WORK TO COMPLETE:
(a) According to the speech commentary, how many Americans under age 26 have gained coverage under their parents' plans because of the Affordable Care Act?
(b) In the speech commentary, why is the claim that more than 9 million Americans signed up for coverage called misleading?
(c) Carry on the speech commentary from its final sentence.

READING TEXT:
Already, because of the Affordable Care Act, more than 3 million Americans under age 26 have gained coverage under their parents’ plans. (Applause.)

More than 9 million Americans have signed up for private health insurance or Medicaid coverage — 9 million. (Applause.)

The Washington Post gave this lie three Pinocchios (see Warning: Ignore claims that 3.9 million people signed up for Medicaid because of Obamacare by Glenn Kessler posted 1/16/2014 on The Washington Post).  For they’re counting some 3.9 million who would have signed up anyway for Medicaid regardless of the Affordable Care Act.  Also, the government was counting people who put a health care plan into their shopping cart as if they signed up for it.  Which many couldn’t.  As they haven’t programmed the back end of the health care website yet to actually accept payment or to pass that information on to the insurers.

And here’s another number: zero. Because of this law, no American, none, zero, can ever again be dropped or denied coverage for a pre-existing condition like asthma or back pain or cancer. (Cheers, applause.) No woman can ever be charged more just because she’s a woman. (Cheers, applause.) And we did all this while adding years to Medicare’s finances, keeping Medicare premiums flat and lowering prescription costs for millions of seniors.

That’s right.  Women with reproductive systems that men don’t have won’t pay more for their health insurance than men pay for theirs.  How can they do that?  Simple.  They just are charging men more.  To cover the cost of a reproductive system they don’t have.

Citizenship means standing up for the lives that gun violence steals from us each day. I have seen the courage of parents, students, pastors, and police officers all over this country who say “we are not afraid,” and I intend to keep trying, with or without Congress, to help stop more tragedies from visiting innocent Americans in our movie theaters and our shopping malls, or schools like Sandy Hook. (Applause.)

If you take away guns from law-abiding gun owners that won’t keep dangerous people with mental health issues that want to harm people out of our movie theaters, our shopping malls or schools like Sandy Hook.  For there are other ways to harm people.  Just look at the Boston Marathon bombers.  The people he’s talking about not only had mental health issues but they were also smart.  Many were even college students.  Who probably could think of other ways to hurt people.  And you just can’t take away everything they might use to harm people.  But you can place these people somewhere where they can’t harm anyone.

You see, in a world of complex threats, our security, our leadership depends on all elements of our power — including strong and principled diplomacy. American diplomacy has rallied more than 50 countries to prevent nuclear materials from falling into the wrong hands, and allowed us to reduce our own reliance on Cold War stockpiles.

INFORMATION:
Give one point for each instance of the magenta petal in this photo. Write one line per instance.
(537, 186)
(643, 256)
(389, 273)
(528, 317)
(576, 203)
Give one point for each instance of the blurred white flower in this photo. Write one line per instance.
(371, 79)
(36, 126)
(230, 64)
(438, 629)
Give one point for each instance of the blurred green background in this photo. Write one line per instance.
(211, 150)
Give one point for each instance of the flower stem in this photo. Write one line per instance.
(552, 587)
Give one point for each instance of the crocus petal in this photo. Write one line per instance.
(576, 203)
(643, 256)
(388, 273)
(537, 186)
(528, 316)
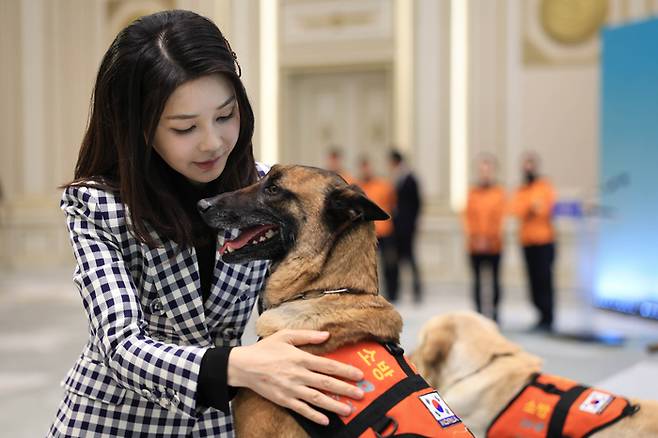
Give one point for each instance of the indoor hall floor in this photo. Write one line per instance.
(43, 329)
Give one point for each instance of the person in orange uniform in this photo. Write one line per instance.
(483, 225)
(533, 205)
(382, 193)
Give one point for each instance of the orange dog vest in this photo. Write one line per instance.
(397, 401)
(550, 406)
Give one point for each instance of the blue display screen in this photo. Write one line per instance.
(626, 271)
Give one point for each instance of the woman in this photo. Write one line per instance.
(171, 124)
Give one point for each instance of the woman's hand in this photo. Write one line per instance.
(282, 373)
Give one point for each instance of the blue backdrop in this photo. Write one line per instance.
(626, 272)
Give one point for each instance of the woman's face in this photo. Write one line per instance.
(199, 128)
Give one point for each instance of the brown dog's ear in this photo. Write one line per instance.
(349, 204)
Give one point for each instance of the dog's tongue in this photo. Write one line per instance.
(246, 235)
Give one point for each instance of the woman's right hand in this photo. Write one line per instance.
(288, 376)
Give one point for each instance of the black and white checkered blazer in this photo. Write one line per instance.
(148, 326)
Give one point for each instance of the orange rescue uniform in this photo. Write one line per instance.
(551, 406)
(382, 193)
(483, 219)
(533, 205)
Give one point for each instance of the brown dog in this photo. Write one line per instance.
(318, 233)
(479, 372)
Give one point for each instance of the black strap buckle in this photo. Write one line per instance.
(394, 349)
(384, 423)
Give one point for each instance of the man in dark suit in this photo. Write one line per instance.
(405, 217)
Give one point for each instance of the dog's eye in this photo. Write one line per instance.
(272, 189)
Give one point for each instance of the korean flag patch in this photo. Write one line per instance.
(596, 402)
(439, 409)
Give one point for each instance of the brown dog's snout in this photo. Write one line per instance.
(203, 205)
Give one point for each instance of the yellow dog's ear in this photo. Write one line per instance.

RESPONSES:
(a) More than 3 million.

(b) The figure includes some 3.9 million people who would have signed up for Medicaid regardless of the Affordable Care Act. The government also counted people who only put a plan into their shopping cart, and many of them couldn't sign up because the website's back end could not yet accept payment or pass the information on to insurers.

(c)
Since President Obama assumed office he did nothing to support the Green Revolution in Iran.  Which kept the hard-line Islamists in power there.  He gave Egypt to the Muslim Brotherhood by telling Hosni Mubarak that he had to go.  Removing the stable anchor of the Middle East.  And moved Egypt closer to Iran.  (The Egyptian people eventually rose up to overthrow the oppressive Muslim Brotherhood).  He went to war in Libya and helped to overthrow Colonel Muammar Qaddafi.  Who at the time was a quasi ally in the War on Terror.  After the Iraq invasion frightened him into believing he may be next.  President Obama was thanked for his Libyan war by al Qaeda with 4 dead Americans in Benghazi on the anniversary of 9/11.  He waited too long to act in the Syrian civil war.  Which only brought al Qaeda into the conflict.  He failed to attain a status of forces agreement in Iraq.  So he pulled all U.S. forces out of Iraq which has only invited al Qaeda in.  And it looks like this will be repeated in Afghanistan.  He blamed George W. Bush’s wars as recruitment tools for al Qaeda.  While his extensive drone use is doing the same thing.  Especially in Yemen.  The hotbed of al-Qaeda in the Arabian Peninsula.  All that his diplomacy and leadership has done was to make the world a more dangerous place.

American diplomacy, backed by the threat of force, is why Syria’s chemical weapons are being eliminated. (Applause.) And we will continue to work with the international community to usher in the future the Syrian people deserve — a future free of dictatorship, terror and fear.

His diplomacy with Bashar al-Assad in Syria only gave his oppressive regime legitimacy in the civil war he was raging against his people.  Making it easier for Assad to kill Syrians with conventional arms while he gives up a token amount of his chemical weapons.  While also making Russia who brokered the deal the dominate player in the region.

And it is American diplomacy, backed by pressure, that has halted the progress of Iran’s nuclear program — and rolled back parts of that program — for the very first time in a decade. As we gather here tonight, Iran has begun to eliminate its stockpile of higher levels of enriched uranium.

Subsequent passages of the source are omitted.